**Verilen görev A**
Ramazan ve hayat pahalılığı üzerine yazıda "değildir..." sözleriyle başlayıp "yenersin!.." sözlerine kadar süren kısmı harfi harfine yeniden yazın.
**Verilen görev B**
Ramazan ve hayat pahalılığı üzerine yazıyı bittiği yerden devam ettirin.

**Kaynak metin**

☆ ☆ ☆ ☆ ☆

"Yazsam,
saçmalamış
olur muyum?"

diye
çok düşündüm...
Sonra "biraz
öyle gibi"

diyerek,
vazgeçtim...
Ancak, Samsun'da Ramazan alışverişinin
nabzının 
attığı Saathane Meydanı'nda
fiyatlarla ilgili röportaj
yapan Kanal S ekibinin,
bir manavla
görüşürken,
eriğin kilosunun
5 bin lira
olduğunu
söylediğinde,
kulaklarıma inanamadım...
Bir ara bu manava gittim,
kendim de sordum;
erikle hatıra fotoğrafı
bile çektirdim...
Sonra
kararımı verdim...
Kim ne derse
desin,
kafamı kurcalayan
o konuyu yazacaktım...
Herkes biliyor ki,
Ramazan,
nefsin
terbiye edildiği
kutsal bir aydır...
Kimileri de
Ramazanı
"Nefse, ihram giydirme ayı"
olarak tanımlar...
Mesele sadece 
"Nefsin açlıkla terbiyesi"
değildir...
Bu durum; insanın,
kendi iradesiyle
gerçekleştirdiği
bir
eylemdir...
Canının istediği bir şeyi
yapmak, yemek ve içmek
isteyebilirsin
ama
oruçlu olduğun için
uzak durur; böylece nefsini
yenersin!..
Bunun ötesinde,
şimdi sözünü edeceğim şey ise
başka bir konudur...
Hayat pahalılığı
nedeniyle alım gücünün
zayıfladığı ortamda,
oruçlu insanların
iftar sofrasında
tadına bakmak
istediği
bir şeyi
vitrinde ya da tezgahta gördüğü
halde alamaması
"nefsi" bir mesele değil,
sadece maddidir...
Ne var ki,
bu olumsuzluğa rağmen
sahip olunamayan
şeylerin
"azgın" bir biçimde
adeta vatandaşın gözünün içine sokar
gibi teşhir etmek
ise bana göre,
nefsi zorlamaktır...
Müslümanların
bu psikolojik travmayı 
kolay atlatmasının nedeni,
her türlü hırsızlığın
hem suç hem de günah
olduğunu
bilmesindendir...

☆ ☆ ☆ ☆ ☆

**Materyal**
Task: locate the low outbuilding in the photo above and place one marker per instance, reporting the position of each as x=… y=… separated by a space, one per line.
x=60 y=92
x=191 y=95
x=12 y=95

☆ ☆ ☆ ☆ ☆

**Görev yanıtı A**
değildir...
Bu durum; insanın,
kendi iradesiyle
gerçekleştirdiği
bir
eylemdir...
Canının istediği bir şeyi
yapmak, yemek ve içmek
isteyebilirsin
ama
oruçlu olduğun için
uzak durur; böylece nefsini
yenersin!..

**Görev yanıtı B**
Şimdi o soruyu soralım...
Böylesine ürün teşhirleriyle
insanları,
suça veya günaha
zorlamak
niye o zaman?..
Mesela,
iştah kabartan
tatlı çeşitleri,
döner, kebap ve ızgara
görüntüleri,
kavurma, pastırma ve sucuk
gibi 
pahalı yiyecek
ve içeceklerin
TV'lerdeki reklamlarını
iftar öncesinde
ekranlara 
taşımak;
bunları yiyip-içemeyecek
olanların
nefsini
zorlamak değil midir?..
Diyelim ki, manav
ve şarküterilerin
önünden geçmeyerek
eriği ve karpuzu
görmemezliğe geldik;
çoluk çocuk iftar saatini
beklerken
TV izlediği sırada
araya giren
bu tür reklamlar
ne olacak?..
O anda,
yiyip içemeyecekleri şeylerin
reklamlarını
izleyen
fakir fukara ailelerin,
çoluk çocuğuyla
yaşadığı
ruh halini
düşünmek bile
insanın içini acıtmıyor mu?..
Uzatmayalım!..
Kim ne derse
desin;
hiç olmazsa
Ramazan aylarında
iftar saati
öncesinde
pahalı yiyeceklerin
TV'lerdeki reklamlarına
bir kısıtlama getirilemez mi?..
Lütfen söyleyin!..
Ben şimdi saçmaladım mı?..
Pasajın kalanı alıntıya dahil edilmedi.